=== WHAT YOU NEED TO DO ===
Could you repeat every one of the records below word for word, changing nothing?

-------

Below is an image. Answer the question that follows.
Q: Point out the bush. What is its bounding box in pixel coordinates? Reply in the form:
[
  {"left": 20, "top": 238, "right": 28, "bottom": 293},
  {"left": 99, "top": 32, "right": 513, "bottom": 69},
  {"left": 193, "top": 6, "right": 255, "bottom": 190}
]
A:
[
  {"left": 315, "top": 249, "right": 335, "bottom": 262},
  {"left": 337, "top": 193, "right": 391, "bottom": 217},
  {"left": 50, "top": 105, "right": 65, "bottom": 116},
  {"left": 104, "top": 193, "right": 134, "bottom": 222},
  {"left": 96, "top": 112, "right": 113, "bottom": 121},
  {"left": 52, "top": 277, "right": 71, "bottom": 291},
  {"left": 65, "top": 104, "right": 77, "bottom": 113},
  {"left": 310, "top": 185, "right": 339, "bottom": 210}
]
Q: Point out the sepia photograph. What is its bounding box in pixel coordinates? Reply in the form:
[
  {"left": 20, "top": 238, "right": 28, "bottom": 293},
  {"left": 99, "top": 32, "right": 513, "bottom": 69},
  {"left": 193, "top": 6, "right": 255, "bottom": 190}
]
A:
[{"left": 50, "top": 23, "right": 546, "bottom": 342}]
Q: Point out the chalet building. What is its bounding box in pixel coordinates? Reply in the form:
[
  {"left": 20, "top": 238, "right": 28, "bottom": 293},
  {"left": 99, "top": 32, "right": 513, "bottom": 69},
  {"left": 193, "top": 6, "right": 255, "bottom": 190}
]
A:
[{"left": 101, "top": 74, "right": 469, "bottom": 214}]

-------

=== THE RESPONSE ===
Below is an image. Answer the question that follows.
Q: Point out the bush. What is its bounding box in pixel coordinates? Reply in the form:
[
  {"left": 20, "top": 238, "right": 28, "bottom": 293},
  {"left": 99, "top": 32, "right": 513, "bottom": 69},
  {"left": 193, "top": 6, "right": 255, "bottom": 190}
]
A:
[
  {"left": 315, "top": 249, "right": 335, "bottom": 262},
  {"left": 337, "top": 193, "right": 391, "bottom": 217},
  {"left": 50, "top": 105, "right": 65, "bottom": 116},
  {"left": 104, "top": 193, "right": 134, "bottom": 222},
  {"left": 96, "top": 112, "right": 113, "bottom": 121},
  {"left": 52, "top": 277, "right": 71, "bottom": 291},
  {"left": 65, "top": 104, "right": 77, "bottom": 113},
  {"left": 310, "top": 185, "right": 339, "bottom": 210}
]
Q: Point out the sepia photograph. What is its bounding box in pixel coordinates? Reply in the form:
[
  {"left": 20, "top": 238, "right": 28, "bottom": 293},
  {"left": 99, "top": 32, "right": 513, "bottom": 69},
  {"left": 193, "top": 6, "right": 255, "bottom": 190}
]
A:
[{"left": 50, "top": 23, "right": 546, "bottom": 342}]
Q: Point out the chalet building. What is its bounding box in pixel coordinates? Reply in the form:
[
  {"left": 20, "top": 238, "right": 28, "bottom": 293},
  {"left": 99, "top": 32, "right": 513, "bottom": 69},
  {"left": 193, "top": 6, "right": 255, "bottom": 190}
]
A:
[{"left": 101, "top": 74, "right": 469, "bottom": 214}]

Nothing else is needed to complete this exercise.